[SHORT PROBLEM] Can you reproduce the entries below with "pixel coordinates" swapped for "image coordinates" everywhere and nothing else altered, leaving out the pictures?

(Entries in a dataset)
+++
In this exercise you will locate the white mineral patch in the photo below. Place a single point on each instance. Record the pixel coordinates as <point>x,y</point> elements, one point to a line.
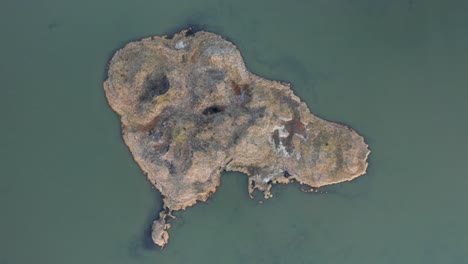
<point>281,131</point>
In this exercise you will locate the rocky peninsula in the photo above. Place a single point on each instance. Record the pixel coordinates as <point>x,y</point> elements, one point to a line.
<point>190,110</point>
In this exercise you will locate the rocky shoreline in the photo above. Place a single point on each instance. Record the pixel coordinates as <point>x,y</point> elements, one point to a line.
<point>190,110</point>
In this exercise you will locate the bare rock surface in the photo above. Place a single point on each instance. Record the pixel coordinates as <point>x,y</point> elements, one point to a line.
<point>190,110</point>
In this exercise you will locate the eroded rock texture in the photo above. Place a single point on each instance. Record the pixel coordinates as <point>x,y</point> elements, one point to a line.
<point>190,109</point>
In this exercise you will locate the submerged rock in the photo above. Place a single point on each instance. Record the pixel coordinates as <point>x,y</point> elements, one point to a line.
<point>190,110</point>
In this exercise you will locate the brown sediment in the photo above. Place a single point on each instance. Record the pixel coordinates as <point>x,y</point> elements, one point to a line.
<point>188,120</point>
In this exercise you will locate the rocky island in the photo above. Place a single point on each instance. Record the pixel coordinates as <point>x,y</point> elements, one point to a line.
<point>190,110</point>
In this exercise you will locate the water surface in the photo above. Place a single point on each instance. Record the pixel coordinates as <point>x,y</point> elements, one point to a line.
<point>393,70</point>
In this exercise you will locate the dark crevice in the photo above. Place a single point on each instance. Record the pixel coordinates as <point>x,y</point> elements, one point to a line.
<point>154,88</point>
<point>213,110</point>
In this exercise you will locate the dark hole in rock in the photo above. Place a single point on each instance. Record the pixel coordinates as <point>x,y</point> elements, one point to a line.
<point>170,166</point>
<point>155,87</point>
<point>213,110</point>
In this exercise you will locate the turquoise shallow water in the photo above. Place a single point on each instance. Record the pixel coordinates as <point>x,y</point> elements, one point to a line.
<point>393,70</point>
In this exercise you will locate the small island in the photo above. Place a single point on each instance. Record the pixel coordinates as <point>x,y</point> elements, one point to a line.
<point>190,110</point>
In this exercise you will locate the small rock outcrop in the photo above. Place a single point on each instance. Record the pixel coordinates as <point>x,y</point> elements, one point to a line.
<point>190,110</point>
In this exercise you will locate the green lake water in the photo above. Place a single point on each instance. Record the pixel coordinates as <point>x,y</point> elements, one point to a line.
<point>396,71</point>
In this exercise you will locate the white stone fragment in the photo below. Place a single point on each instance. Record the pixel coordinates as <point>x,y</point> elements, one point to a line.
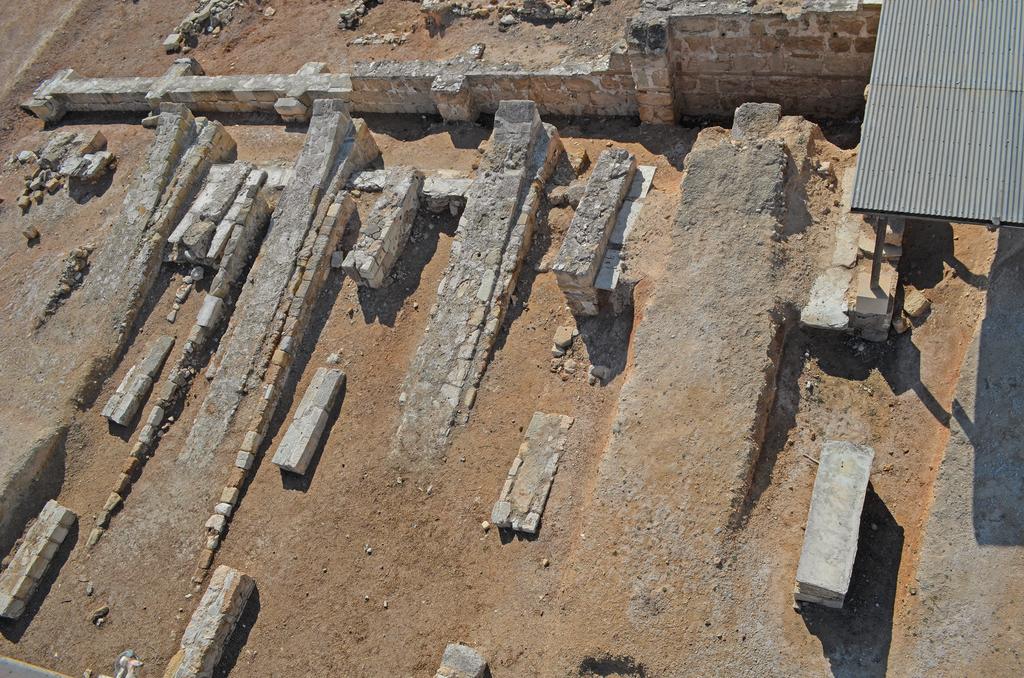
<point>521,501</point>
<point>834,523</point>
<point>211,624</point>
<point>300,440</point>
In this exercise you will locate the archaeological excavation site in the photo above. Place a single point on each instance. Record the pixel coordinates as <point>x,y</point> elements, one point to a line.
<point>511,338</point>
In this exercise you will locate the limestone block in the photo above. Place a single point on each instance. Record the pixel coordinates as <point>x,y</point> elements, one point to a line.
<point>36,550</point>
<point>386,228</point>
<point>489,246</point>
<point>211,624</point>
<point>521,501</point>
<point>754,121</point>
<point>192,240</point>
<point>461,662</point>
<point>210,312</point>
<point>454,97</point>
<point>834,523</point>
<point>582,253</point>
<point>300,440</point>
<point>129,394</point>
+++
[WORKED ANSWER]
In this exercise you will locate the white mineral patch in the photo below. Place a single point on each instance. Record the image coordinates as <point>x,y</point> elements, one point to a line.
<point>281,131</point>
In this exercise you will locate the rocky peninsula in the photo above. Place a single point on each instance. Record the image coordinates as <point>x,y</point> elements, one point to a line.
<point>190,110</point>
In this exercise you will locate the rocky shoreline in the photo above. Place a single point on each instance. Record the image coordinates as <point>x,y</point> elements, one point to a line.
<point>190,110</point>
In this exercise you will locate the bare rock surface in the photo above. Place a single point on each instance. Record the image coordinates as <point>x,y</point> elements, one point to a line.
<point>190,110</point>
In this exercise you will locate the eroded rock texture in the photo above. Place a single point on each instance. Record the image coordinates as <point>x,y</point> elements, one point to a line.
<point>190,109</point>
In this exercise you will locate the submerged rock in the photo above. Place a single point on each instance. Record the image coordinates as <point>x,y</point> elements, one point to a line.
<point>190,110</point>
In this exercise you will locate the brown sediment in the photo above. Place a single point on each instance. Record the image coordinates as <point>x,y</point> elements, one point to a line.
<point>188,120</point>
In this exercise you will locate the rocky island in the photo above. Place a single point on each instance. Record the image coordinates as <point>x,y</point> elements, one point to a line.
<point>190,110</point>
In this exercise you will locate the water surface in the photo above. Place a single point on each instance. Record the image coordinates as <point>x,y</point> elements, one point to a line.
<point>393,70</point>
In this exercise you will locate the dark crevice in the photo above. Place a single point on each instance. Record the image coordinates as <point>x,y</point> elements, one point to a line.
<point>154,88</point>
<point>213,110</point>
In this exercise you will locate the dark hole in rock in the photo above. Place a single point on each instance. Record the image coordinates as <point>x,y</point> elements, one point to a line.
<point>170,166</point>
<point>155,87</point>
<point>213,110</point>
In this exercise you will locate the turquoise shallow water in the photo above. Place a single point on each instance. Record the image coordinates as <point>x,y</point> elements, one point to a line.
<point>393,70</point>
In this exercise you will locate the small island in the photo above. Place a single point on each instance. Record the image coordinates as <point>x,y</point> elements, one point to a line.
<point>190,110</point>
In this exercise you will locate the small rock outcrop in the photo above. Place a single point on each instance. Record the image coordinates as <point>x,y</point> elements, one point to a line.
<point>190,110</point>
In this exercise you will locate the green lake water in the photo above. Place a single point on each instance. Record the image coordinates as <point>x,y</point> elements, one point to a line.
<point>396,71</point>
In this exercise you will locate the white stone fragment in the photo below. Place a single point on each instance. Record the image coordinates as <point>x,y</point> elements, one point to a line.
<point>521,501</point>
<point>834,523</point>
<point>211,624</point>
<point>300,440</point>
In this exercise you will locate the archaeological excavation site in the photo above. Place a single point on each instance. Record the image coordinates as <point>x,y</point> elements, one point to a line.
<point>511,338</point>
In this exercise you will locate the limestone block in the photo above. Place a single point on each instance. Record the image coordinates as <point>x,y</point> elements, one point to a line.
<point>36,550</point>
<point>386,228</point>
<point>489,246</point>
<point>211,624</point>
<point>521,501</point>
<point>754,121</point>
<point>192,240</point>
<point>461,662</point>
<point>210,312</point>
<point>454,97</point>
<point>834,523</point>
<point>582,253</point>
<point>300,440</point>
<point>129,394</point>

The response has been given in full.